* **Exercise aim**:
Return verbatim the lines of the items below, from the line with "Could you please spot the dry" to the line with "Could you please spot the orange", both ends included. Leave the pictures out of your answer.

* **Supplied records**:
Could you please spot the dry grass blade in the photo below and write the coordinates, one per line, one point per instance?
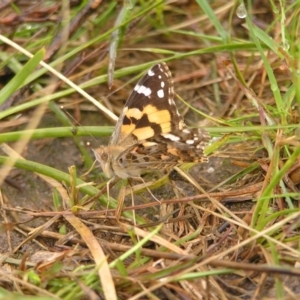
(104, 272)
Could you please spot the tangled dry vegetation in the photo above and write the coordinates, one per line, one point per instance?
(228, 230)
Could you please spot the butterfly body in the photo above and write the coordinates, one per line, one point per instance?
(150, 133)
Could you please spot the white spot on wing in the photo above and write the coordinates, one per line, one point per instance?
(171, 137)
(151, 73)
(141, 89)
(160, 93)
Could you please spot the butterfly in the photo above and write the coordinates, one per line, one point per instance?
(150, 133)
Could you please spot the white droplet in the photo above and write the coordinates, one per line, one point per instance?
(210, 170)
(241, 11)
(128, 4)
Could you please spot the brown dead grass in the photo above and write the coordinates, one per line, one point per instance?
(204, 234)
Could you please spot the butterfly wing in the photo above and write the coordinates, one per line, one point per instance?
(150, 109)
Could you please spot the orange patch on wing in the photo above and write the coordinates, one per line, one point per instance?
* * *
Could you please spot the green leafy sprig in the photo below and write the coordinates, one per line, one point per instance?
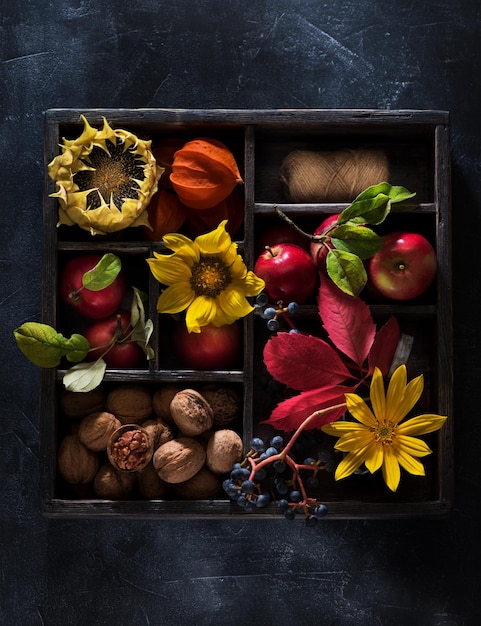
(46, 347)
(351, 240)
* * *
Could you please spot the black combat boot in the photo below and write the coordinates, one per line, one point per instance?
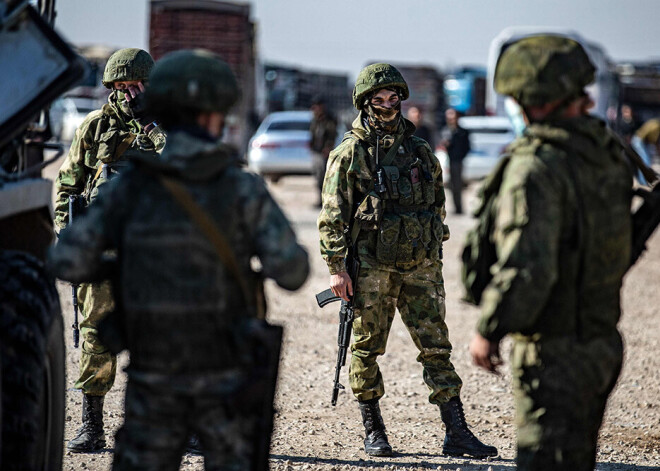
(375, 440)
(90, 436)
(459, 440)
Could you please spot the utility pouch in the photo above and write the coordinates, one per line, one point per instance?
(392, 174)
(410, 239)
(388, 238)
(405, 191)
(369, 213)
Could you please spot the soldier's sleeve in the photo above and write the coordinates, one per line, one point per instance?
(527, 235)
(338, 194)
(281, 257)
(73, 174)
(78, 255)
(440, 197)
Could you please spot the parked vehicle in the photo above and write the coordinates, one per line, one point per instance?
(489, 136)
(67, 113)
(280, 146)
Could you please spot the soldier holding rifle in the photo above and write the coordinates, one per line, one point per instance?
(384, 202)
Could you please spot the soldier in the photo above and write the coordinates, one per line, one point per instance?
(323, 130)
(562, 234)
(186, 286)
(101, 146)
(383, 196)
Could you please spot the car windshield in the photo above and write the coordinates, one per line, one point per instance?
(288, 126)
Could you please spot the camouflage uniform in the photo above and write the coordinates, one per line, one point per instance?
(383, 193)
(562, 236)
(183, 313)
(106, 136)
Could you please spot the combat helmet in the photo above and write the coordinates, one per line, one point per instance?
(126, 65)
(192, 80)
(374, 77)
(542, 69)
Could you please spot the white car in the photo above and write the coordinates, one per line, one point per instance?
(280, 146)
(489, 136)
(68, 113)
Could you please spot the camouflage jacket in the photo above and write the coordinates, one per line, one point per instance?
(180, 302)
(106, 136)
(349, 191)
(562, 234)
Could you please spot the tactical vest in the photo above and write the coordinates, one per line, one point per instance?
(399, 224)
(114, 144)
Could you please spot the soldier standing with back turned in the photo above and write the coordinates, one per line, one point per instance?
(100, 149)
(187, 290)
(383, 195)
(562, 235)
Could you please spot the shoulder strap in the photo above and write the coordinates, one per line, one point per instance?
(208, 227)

* **Exercise result**:
Could you please spot the dry grass blade in the photo below and write the coordinates, one per line, one point per instance?
(104, 272)
Could you please spot the tangled dry vegetation in the photo above and write the coordinates, one per line, one point per instance?
(228, 230)
Could you please spot the butterfly body in the photo above and write the coordinates, one per line, one point per instance?
(150, 133)
Could you please spot the white spot on wing in the photo above and write the coordinates, one per line, one point per instance?
(171, 137)
(151, 73)
(141, 89)
(160, 93)
Could you please spot the butterfly in the photo above and write the coordinates, one per line, one point per instance?
(150, 133)
Could you please spot the white droplet in the photo above and write the coordinates, one per line, one point per instance?
(210, 170)
(241, 11)
(128, 4)
Could you please spot the brown dead grass in the photo above and write the coordinates, one per line, one point per instance?
(204, 234)
Could you please spot the butterfly wing in the photo above and write the coordinates, one per line, one point per instance?
(150, 109)
Could you please spot the orange patch on wing in the photo above and write the coordinates, one per line, one point per instance?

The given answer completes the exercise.